WINSTON-SALEM, N.C. (AP) -Alphonso Smith’s friends back home finally know where to find Wake Forest.
That wasn’t always the case during the cornerback’s first few seasons with the Demon Deacons, as his pals back in Florida only heard about the small, private school during March Madness.
“Everyone would look at Wake Forest and be like, ‘Oh, you’ve got a great basketball team,”’ Smith said. “It was all basketball. When I’d go home, ‘Wake Forest, where’s that? New Jersey?”’
Move over, Chris Paul. After the first consecutive bowl appearances in school history and its first preseason AP Top 25 ranking, No. 23 Wake Forest isn’t just a basketball school anymore.
“It’s refreshing to know that we’re finally getting respect,” Smith said. “But at the same time … we haven’t done anything for this year yet.”
Perhaps, but Wake Forest also isn’t likely to face the week-in, week-out scrutiny that came last year while defending their improbable 2006 Atlantic Coast Conference title. And with Atlantic Division rival Clemson the near-consensus pick to roll through the ACC, the Demon Deacons like to think of themselves as underdogs once again.
“Part of the problem last year was, we almost put too much pressure on ourselves,” said quarterback Riley Skinner. “All we kept thinking was that we’ve got to be some spectacular team that goes out and dominates everybody we play, prove that we could play. And we kind of got out of our rhythm and what we like to do as a team – managing the game, chipping away, taking what the defense gives us and just playing the field-possession game.”
That will again be the game plan as Wake Forest chases a third straight postseason berth and looks to improve on its school-record total of 20 wins in two years.

··········

**TASK REQUIREMENTS**:
(a) In the Wake Forest football article, what does quarterback Riley Skinner say caused the team to get out of its rhythm last year?
(b) Reproduce the stretch of the Wake Forest football article from "WINSTON-SALEM, N.C. (AP)" through "basketball school anymore.".
(c) Write the next part of the article on Wake Forest's football season, picking up after its final sentence.

··········

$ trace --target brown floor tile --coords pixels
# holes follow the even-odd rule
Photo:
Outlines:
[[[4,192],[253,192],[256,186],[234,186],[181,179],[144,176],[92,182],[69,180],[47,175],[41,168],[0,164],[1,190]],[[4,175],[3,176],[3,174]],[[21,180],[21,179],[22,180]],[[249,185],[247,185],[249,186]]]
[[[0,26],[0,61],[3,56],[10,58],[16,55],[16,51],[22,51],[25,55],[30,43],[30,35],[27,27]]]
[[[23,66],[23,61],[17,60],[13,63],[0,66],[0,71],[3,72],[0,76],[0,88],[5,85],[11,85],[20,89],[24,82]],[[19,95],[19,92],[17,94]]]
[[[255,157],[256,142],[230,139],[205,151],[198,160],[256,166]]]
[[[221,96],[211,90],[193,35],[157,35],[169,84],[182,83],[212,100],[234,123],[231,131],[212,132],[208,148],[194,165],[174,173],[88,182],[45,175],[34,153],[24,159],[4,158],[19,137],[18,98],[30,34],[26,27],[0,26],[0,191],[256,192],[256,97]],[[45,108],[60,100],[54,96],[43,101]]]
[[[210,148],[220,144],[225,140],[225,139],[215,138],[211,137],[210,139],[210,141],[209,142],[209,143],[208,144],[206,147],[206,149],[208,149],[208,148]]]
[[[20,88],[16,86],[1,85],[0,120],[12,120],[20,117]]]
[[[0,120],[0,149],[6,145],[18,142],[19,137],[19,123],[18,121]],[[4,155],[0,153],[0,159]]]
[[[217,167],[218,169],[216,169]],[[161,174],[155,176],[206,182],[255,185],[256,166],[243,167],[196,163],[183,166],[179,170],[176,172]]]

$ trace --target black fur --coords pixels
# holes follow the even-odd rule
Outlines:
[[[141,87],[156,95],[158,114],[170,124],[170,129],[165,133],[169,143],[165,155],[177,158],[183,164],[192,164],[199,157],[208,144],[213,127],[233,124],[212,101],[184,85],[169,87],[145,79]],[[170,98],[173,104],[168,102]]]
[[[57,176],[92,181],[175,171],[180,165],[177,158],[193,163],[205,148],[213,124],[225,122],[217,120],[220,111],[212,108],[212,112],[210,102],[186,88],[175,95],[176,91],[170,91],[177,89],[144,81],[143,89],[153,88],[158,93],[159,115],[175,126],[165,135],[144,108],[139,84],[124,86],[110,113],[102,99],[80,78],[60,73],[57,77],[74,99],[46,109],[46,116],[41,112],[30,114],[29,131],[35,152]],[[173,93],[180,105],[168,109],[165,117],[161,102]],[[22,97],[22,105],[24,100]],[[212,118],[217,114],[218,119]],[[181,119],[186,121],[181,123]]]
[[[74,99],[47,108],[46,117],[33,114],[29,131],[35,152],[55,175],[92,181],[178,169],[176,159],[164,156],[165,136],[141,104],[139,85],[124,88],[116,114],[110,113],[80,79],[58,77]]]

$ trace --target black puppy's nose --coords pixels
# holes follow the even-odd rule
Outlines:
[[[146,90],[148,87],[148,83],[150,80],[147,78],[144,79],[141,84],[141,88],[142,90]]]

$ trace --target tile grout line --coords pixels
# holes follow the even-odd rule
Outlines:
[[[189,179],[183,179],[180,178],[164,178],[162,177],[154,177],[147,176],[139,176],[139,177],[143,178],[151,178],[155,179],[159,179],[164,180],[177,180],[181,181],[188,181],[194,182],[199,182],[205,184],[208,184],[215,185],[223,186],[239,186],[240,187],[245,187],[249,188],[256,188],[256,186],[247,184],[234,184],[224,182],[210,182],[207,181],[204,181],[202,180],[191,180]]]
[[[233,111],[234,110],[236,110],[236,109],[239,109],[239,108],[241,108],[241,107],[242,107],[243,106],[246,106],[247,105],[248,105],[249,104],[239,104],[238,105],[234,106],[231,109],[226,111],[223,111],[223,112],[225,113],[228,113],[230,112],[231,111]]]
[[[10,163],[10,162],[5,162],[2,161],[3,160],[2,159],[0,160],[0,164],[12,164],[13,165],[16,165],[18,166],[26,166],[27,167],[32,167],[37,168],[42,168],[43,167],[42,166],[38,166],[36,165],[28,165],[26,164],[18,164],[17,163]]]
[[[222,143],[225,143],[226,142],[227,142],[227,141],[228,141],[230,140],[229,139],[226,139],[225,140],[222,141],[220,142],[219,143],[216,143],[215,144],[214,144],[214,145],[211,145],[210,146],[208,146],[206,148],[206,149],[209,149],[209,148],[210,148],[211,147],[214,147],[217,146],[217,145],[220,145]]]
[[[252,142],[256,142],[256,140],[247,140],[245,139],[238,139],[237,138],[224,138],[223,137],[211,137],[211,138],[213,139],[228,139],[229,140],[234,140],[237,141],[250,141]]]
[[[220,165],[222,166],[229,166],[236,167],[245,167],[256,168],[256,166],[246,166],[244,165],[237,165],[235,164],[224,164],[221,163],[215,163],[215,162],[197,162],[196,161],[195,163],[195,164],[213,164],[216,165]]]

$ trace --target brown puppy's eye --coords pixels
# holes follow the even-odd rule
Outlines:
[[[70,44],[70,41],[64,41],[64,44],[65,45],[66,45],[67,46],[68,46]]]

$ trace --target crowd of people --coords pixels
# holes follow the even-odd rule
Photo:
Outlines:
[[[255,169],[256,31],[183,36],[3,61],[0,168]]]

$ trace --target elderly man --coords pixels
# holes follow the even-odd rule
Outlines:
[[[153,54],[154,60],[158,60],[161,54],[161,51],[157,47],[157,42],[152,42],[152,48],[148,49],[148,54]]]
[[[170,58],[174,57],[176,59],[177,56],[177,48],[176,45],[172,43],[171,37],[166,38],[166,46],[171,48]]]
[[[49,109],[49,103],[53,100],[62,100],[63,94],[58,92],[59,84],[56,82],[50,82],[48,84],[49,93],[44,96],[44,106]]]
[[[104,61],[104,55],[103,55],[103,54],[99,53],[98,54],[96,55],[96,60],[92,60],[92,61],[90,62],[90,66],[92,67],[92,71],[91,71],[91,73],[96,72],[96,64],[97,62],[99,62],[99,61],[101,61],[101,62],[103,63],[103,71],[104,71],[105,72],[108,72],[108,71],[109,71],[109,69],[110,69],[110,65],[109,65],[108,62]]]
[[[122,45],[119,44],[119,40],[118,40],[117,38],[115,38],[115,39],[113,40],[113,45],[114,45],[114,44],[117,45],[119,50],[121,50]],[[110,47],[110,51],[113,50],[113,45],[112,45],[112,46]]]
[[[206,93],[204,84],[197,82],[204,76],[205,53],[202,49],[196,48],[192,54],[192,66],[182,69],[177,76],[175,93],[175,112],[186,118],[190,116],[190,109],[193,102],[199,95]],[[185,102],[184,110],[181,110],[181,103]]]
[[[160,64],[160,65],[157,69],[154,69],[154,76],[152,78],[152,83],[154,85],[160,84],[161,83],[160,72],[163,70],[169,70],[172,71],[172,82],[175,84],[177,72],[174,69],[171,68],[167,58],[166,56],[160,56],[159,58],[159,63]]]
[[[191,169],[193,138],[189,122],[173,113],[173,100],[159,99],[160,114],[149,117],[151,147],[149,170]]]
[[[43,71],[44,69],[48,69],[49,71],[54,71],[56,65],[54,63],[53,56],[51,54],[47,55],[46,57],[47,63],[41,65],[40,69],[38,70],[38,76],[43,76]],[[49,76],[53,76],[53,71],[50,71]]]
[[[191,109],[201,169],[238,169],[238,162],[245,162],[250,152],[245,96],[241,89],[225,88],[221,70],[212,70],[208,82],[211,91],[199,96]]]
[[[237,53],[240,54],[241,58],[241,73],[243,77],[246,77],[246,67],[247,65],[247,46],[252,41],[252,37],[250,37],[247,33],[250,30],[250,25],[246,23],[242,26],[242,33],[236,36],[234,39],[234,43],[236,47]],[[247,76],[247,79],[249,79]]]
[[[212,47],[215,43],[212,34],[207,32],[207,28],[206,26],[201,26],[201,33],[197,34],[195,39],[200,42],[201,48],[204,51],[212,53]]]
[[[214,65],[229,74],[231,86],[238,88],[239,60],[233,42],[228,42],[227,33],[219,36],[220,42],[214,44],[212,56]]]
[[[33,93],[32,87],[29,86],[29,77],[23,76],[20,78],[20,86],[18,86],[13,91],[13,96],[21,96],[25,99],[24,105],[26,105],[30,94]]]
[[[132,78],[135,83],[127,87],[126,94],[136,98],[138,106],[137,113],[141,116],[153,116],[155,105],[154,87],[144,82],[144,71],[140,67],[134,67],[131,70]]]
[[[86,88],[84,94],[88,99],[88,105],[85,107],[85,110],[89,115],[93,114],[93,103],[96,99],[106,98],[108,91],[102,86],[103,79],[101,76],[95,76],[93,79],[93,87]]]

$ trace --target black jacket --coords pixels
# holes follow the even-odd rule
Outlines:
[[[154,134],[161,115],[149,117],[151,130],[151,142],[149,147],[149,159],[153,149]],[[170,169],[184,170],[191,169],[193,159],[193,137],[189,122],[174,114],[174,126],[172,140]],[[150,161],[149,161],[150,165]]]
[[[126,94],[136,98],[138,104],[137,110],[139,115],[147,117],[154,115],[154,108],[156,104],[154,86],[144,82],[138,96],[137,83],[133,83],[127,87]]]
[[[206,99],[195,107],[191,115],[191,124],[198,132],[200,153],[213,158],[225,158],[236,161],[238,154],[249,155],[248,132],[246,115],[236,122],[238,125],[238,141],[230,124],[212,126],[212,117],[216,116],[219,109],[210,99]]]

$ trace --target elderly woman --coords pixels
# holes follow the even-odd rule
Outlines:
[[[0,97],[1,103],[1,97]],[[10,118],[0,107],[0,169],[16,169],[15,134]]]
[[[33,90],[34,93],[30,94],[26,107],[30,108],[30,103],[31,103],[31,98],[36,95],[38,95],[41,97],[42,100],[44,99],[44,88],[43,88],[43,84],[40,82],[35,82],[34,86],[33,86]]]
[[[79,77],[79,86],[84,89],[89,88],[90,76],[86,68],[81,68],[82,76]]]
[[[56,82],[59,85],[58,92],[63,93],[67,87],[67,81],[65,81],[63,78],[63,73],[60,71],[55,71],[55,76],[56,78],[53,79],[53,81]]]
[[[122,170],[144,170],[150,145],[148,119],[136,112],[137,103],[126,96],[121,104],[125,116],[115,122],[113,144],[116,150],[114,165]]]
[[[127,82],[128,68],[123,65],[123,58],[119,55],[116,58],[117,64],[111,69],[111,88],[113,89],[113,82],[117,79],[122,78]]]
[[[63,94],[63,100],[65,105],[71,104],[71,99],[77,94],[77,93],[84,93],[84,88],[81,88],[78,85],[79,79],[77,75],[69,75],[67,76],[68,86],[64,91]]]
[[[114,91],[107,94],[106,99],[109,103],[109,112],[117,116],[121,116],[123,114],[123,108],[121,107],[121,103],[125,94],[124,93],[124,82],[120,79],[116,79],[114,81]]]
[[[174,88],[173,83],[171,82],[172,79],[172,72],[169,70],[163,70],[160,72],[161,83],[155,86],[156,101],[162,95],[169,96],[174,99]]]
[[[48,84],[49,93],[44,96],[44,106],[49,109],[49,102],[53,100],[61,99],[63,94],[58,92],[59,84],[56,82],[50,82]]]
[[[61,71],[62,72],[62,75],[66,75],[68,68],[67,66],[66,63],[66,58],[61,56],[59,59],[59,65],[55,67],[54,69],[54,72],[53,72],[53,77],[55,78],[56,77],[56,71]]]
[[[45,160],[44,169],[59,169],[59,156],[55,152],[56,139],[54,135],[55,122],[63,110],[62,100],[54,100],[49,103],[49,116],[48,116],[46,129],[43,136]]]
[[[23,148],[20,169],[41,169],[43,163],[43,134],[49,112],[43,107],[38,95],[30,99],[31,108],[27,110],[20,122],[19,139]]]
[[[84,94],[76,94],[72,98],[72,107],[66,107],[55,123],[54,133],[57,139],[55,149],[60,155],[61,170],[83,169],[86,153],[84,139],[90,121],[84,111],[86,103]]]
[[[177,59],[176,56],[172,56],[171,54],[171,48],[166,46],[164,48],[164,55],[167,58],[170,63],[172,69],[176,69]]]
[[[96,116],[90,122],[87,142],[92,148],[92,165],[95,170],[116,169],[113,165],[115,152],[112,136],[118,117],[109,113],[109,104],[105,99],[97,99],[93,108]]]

··········

**EXERCISE RESULTS**:
(a) Skinner says the team put too much pressure on itself. The players kept thinking they had to be a spectacular team that dominated every opponent to prove they could play.

(b)
WINSTON-SALEM, N.C. (AP) -Alphonso Smith’s friends back home finally know where to find Wake Forest.
That wasn’t always the case during the cornerback’s first few seasons with the Demon Deacons, as his pals back in Florida only heard about the small, private school during March Madness.
“Everyone would look at Wake Forest and be like, ‘Oh, you’ve got a great basketball team,”’ Smith said. “It was all basketball. When I’d go home, ‘Wake Forest, where’s that? New Jersey?”’
Move over, Chris Paul. After the first consecutive bowl appearances in school history and its first preseason AP Top 25 ranking, No. 23 Wake Forest isn’t just a basketball school anymore.

(c)
In some ways, last year’s 9-4 finish and Meineke Bowl victory was just as impressive as Wake Forest’s ’06 run to the Orange Bowl. It further legitimized the philosophy of patiently redshirting freshman and focusing on mistake-free play – the hallmark of Grobe’s system ever since he arrived before the 2001 season and gradually rebuilt a once downtrodden program.
“Everyone was like, ‘Whoa, Wake Forest, ACC champions?’ That kind of took everybody by surprise,” Smith said. “Last year wasn’t a surprise. Everyone knew we were going to bring it.”
With loads of key players back on both sides of the ball, they could do just that once again in Winston-Salem.
Nine starters return to a defense that ranked 27th nationally, held five of its final six opponents to fewer than 20 points and returned a Bowl Subdivision-best eight turnovers for touchdowns. The kicking game is solid with kicker Sam Swank, who needed only three seasons to set the school’s career scoring record with 286 points.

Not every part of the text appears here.